▶ **THE INPUT**:

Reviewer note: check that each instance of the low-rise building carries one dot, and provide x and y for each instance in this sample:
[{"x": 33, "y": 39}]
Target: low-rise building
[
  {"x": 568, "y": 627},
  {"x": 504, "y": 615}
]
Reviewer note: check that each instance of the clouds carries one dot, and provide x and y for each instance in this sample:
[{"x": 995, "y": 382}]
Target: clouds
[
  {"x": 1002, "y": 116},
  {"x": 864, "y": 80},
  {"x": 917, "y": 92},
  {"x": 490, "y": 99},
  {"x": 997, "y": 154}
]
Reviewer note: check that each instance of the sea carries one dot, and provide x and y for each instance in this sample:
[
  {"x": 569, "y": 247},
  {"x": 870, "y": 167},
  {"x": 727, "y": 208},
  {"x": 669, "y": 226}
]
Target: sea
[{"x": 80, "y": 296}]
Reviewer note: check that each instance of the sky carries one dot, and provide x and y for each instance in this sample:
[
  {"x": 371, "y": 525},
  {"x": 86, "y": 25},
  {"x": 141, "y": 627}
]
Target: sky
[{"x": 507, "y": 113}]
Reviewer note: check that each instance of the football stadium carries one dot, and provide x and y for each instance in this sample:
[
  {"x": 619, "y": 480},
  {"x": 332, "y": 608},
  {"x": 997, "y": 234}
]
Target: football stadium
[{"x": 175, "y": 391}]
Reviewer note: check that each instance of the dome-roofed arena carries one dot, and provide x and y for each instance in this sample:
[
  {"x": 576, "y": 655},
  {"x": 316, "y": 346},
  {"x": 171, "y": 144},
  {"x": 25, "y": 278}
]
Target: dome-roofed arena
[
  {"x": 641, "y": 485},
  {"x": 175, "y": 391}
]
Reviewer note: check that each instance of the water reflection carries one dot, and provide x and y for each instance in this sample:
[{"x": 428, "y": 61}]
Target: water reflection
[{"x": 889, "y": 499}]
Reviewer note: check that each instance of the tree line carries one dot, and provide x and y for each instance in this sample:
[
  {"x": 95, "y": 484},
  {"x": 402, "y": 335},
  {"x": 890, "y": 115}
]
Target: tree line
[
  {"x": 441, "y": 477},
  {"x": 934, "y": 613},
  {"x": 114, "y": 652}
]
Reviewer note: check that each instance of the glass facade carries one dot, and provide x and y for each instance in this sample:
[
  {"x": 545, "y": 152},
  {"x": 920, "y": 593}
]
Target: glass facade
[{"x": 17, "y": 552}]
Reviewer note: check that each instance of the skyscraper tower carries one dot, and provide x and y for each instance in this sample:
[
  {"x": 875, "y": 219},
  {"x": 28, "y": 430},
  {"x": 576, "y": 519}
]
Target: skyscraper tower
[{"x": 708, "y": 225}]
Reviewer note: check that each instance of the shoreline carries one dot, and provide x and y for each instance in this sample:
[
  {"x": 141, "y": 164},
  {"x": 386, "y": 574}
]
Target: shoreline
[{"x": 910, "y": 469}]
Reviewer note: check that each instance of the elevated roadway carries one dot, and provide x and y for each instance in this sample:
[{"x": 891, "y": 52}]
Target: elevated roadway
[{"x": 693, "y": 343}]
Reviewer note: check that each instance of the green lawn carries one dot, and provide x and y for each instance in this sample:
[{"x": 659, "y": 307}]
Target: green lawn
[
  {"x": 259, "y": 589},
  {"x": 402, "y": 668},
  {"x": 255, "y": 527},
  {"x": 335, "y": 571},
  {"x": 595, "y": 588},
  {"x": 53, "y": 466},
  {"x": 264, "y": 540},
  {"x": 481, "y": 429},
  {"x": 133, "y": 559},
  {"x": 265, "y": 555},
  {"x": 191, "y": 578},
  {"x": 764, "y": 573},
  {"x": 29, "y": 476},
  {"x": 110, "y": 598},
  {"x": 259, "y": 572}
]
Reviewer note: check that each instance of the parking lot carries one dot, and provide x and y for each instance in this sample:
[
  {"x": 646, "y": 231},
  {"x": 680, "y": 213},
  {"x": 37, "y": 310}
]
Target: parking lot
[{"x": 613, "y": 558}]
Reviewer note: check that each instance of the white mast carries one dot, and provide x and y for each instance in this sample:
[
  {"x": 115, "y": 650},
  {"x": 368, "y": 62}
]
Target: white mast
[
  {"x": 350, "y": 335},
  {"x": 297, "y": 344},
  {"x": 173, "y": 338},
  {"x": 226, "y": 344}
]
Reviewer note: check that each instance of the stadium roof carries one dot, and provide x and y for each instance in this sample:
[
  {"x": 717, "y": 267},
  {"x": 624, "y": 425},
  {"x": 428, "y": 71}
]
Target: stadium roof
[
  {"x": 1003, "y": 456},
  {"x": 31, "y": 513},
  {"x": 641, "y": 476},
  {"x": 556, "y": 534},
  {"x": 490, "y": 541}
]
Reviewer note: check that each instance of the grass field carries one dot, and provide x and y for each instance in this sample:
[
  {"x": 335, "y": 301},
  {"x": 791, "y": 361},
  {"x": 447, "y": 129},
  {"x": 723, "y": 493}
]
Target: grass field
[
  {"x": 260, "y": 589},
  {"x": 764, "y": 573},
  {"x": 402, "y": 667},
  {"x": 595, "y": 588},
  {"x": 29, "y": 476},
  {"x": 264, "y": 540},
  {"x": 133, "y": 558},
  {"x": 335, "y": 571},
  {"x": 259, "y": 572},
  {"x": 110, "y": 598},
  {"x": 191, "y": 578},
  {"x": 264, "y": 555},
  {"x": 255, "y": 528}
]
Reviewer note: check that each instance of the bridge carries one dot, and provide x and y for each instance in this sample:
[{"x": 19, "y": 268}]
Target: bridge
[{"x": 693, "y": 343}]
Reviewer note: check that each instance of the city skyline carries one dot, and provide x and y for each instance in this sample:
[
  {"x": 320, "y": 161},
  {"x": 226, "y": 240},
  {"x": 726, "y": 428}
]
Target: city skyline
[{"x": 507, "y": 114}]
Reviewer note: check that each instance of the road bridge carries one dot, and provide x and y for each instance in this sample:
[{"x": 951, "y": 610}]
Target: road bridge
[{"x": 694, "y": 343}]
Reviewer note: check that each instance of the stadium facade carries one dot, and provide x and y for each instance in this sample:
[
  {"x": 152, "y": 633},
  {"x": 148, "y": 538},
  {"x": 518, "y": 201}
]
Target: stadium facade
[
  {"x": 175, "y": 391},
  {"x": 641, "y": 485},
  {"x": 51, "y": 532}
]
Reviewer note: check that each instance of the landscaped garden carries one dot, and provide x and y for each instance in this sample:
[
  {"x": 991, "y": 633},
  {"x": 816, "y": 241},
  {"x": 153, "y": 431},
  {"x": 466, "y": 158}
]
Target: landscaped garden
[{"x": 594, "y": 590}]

▶ **WRITTEN INSTRUCTION**:
Write out all the lines again, exactly as they are.

▶ **RIGHT ANSWER**:
Reviewer note: check that each instance of the low-rise building carries one dot, and provide x and y for each instance in this sample:
[{"x": 33, "y": 39}]
Target: low-rise building
[
  {"x": 568, "y": 627},
  {"x": 504, "y": 615}
]
Reviewer note: check that each instance of the clouds carries one dot, and provide x and y for each instance in this sample:
[{"x": 995, "y": 382}]
Target: clouds
[
  {"x": 1002, "y": 116},
  {"x": 864, "y": 80},
  {"x": 917, "y": 92},
  {"x": 490, "y": 99},
  {"x": 997, "y": 154}
]
Reviewer note: check that each instance of the sea carries one dot, and provide x and y for each instance in this sample:
[
  {"x": 569, "y": 247},
  {"x": 870, "y": 167},
  {"x": 727, "y": 208},
  {"x": 669, "y": 226}
]
Target: sea
[{"x": 80, "y": 296}]
Reviewer note: check that each instance of the sky carries one dot, and provide x and y for each instance in this sample:
[
  {"x": 371, "y": 525},
  {"x": 86, "y": 25},
  {"x": 141, "y": 627}
]
Target: sky
[{"x": 507, "y": 113}]
Reviewer note: check that each instance of the football stadium carries one dot, and provide x and y for each instance in this sample:
[
  {"x": 619, "y": 480},
  {"x": 332, "y": 608},
  {"x": 997, "y": 234}
]
Target: football stadium
[{"x": 175, "y": 391}]
Reviewer note: check that each instance of the dome-roofed arena carries one dot, and provide x and y for each instance in this sample:
[
  {"x": 576, "y": 655},
  {"x": 316, "y": 346},
  {"x": 171, "y": 144},
  {"x": 25, "y": 278}
]
Target: dome-roofed arena
[
  {"x": 641, "y": 485},
  {"x": 175, "y": 391}
]
Reviewer note: check that each instance of the water reflection carries one dot, and provide x and y for each instance in this sample:
[{"x": 428, "y": 61}]
Target: water reflection
[{"x": 889, "y": 499}]
Reviewer note: check that each instance of the tree line carries one dot, and provide x and y for each instance in this sample:
[
  {"x": 95, "y": 484},
  {"x": 402, "y": 335},
  {"x": 890, "y": 115}
]
Target: tree line
[
  {"x": 441, "y": 477},
  {"x": 934, "y": 613},
  {"x": 114, "y": 652}
]
Reviewer note: check that each instance of the glass facade carries one dot, and provide x and y for each instance in this sample:
[
  {"x": 545, "y": 152},
  {"x": 920, "y": 593}
]
Target: glass facade
[{"x": 17, "y": 552}]
Reviewer note: check that each instance of the skyscraper tower carries one dot, and provide x and y for each instance in this sample:
[
  {"x": 875, "y": 219},
  {"x": 28, "y": 430},
  {"x": 576, "y": 519}
]
Target: skyscraper tower
[{"x": 708, "y": 225}]
Reviewer note: check that each instance of the shoreline carries one dot, and provide x and y for each instance in this sample:
[
  {"x": 141, "y": 164},
  {"x": 386, "y": 574}
]
Target: shoreline
[{"x": 910, "y": 469}]
Reviewer note: check that each instance of the elevated roadway carries one dot, and provide x and y for each instance in this sample:
[{"x": 891, "y": 52}]
Target: elevated roadway
[{"x": 693, "y": 343}]
Reviewer note: check that each instance of the green lawn carries one dot, and provide x and y for each instance in this sample:
[{"x": 659, "y": 307}]
Target: green lawn
[
  {"x": 259, "y": 589},
  {"x": 402, "y": 668},
  {"x": 255, "y": 527},
  {"x": 335, "y": 571},
  {"x": 595, "y": 588},
  {"x": 53, "y": 466},
  {"x": 264, "y": 540},
  {"x": 481, "y": 429},
  {"x": 133, "y": 559},
  {"x": 265, "y": 555},
  {"x": 191, "y": 578},
  {"x": 764, "y": 573},
  {"x": 29, "y": 476},
  {"x": 110, "y": 598},
  {"x": 259, "y": 572}
]
Reviewer note: check that each instance of the parking lot carries one dot, and provide x and y for each instance in this sample:
[
  {"x": 646, "y": 231},
  {"x": 680, "y": 213},
  {"x": 37, "y": 310}
]
Target: parking lot
[{"x": 613, "y": 558}]
Reviewer note: check that each instance of the white mast carries one dot, and provide x and y for each instance in this sample:
[
  {"x": 115, "y": 650},
  {"x": 368, "y": 62}
]
Target: white mast
[
  {"x": 350, "y": 335},
  {"x": 297, "y": 344},
  {"x": 173, "y": 338},
  {"x": 226, "y": 344}
]
Reviewer note: check that each instance of the stadium roof carries one dot, and provide x and y for each instance in this sample:
[
  {"x": 717, "y": 267},
  {"x": 624, "y": 425},
  {"x": 428, "y": 71}
]
Target: stadium roof
[
  {"x": 1003, "y": 456},
  {"x": 31, "y": 513},
  {"x": 641, "y": 476},
  {"x": 556, "y": 534},
  {"x": 490, "y": 541}
]
Reviewer note: check that each instance of the grass field carries one dot, and provide x and y for each instance in this sample:
[
  {"x": 335, "y": 301},
  {"x": 791, "y": 361},
  {"x": 447, "y": 129},
  {"x": 723, "y": 493}
]
Target: grass field
[
  {"x": 260, "y": 589},
  {"x": 764, "y": 573},
  {"x": 402, "y": 667},
  {"x": 595, "y": 588},
  {"x": 29, "y": 476},
  {"x": 264, "y": 540},
  {"x": 133, "y": 558},
  {"x": 335, "y": 571},
  {"x": 259, "y": 572},
  {"x": 110, "y": 598},
  {"x": 191, "y": 578},
  {"x": 264, "y": 555},
  {"x": 255, "y": 528}
]
Reviewer note: check that each instance of the bridge carries one dot, and provide x and y for each instance in this sample:
[{"x": 19, "y": 268}]
Target: bridge
[{"x": 693, "y": 343}]
Reviewer note: check that each instance of the city skyline carries one dot, and provide x and y for each instance in this sample:
[
  {"x": 320, "y": 161},
  {"x": 226, "y": 240},
  {"x": 726, "y": 428}
]
Target: city skyline
[{"x": 507, "y": 114}]
Reviewer note: check that each instance of the road bridge carries one dot, and provide x and y for each instance in this sample:
[{"x": 951, "y": 610}]
Target: road bridge
[{"x": 694, "y": 343}]
Reviewer note: check that each instance of the stadium facade carries one dot, and provide x and y for each instance in this sample:
[
  {"x": 152, "y": 633},
  {"x": 148, "y": 538},
  {"x": 518, "y": 201}
]
Target: stadium facade
[
  {"x": 175, "y": 391},
  {"x": 641, "y": 485},
  {"x": 51, "y": 532}
]
Reviewer note: check that each instance of the landscaped garden carries one dot, and provide x and y for each instance in this sample:
[
  {"x": 991, "y": 633},
  {"x": 816, "y": 241},
  {"x": 153, "y": 431},
  {"x": 466, "y": 158}
]
Target: landscaped garden
[{"x": 594, "y": 590}]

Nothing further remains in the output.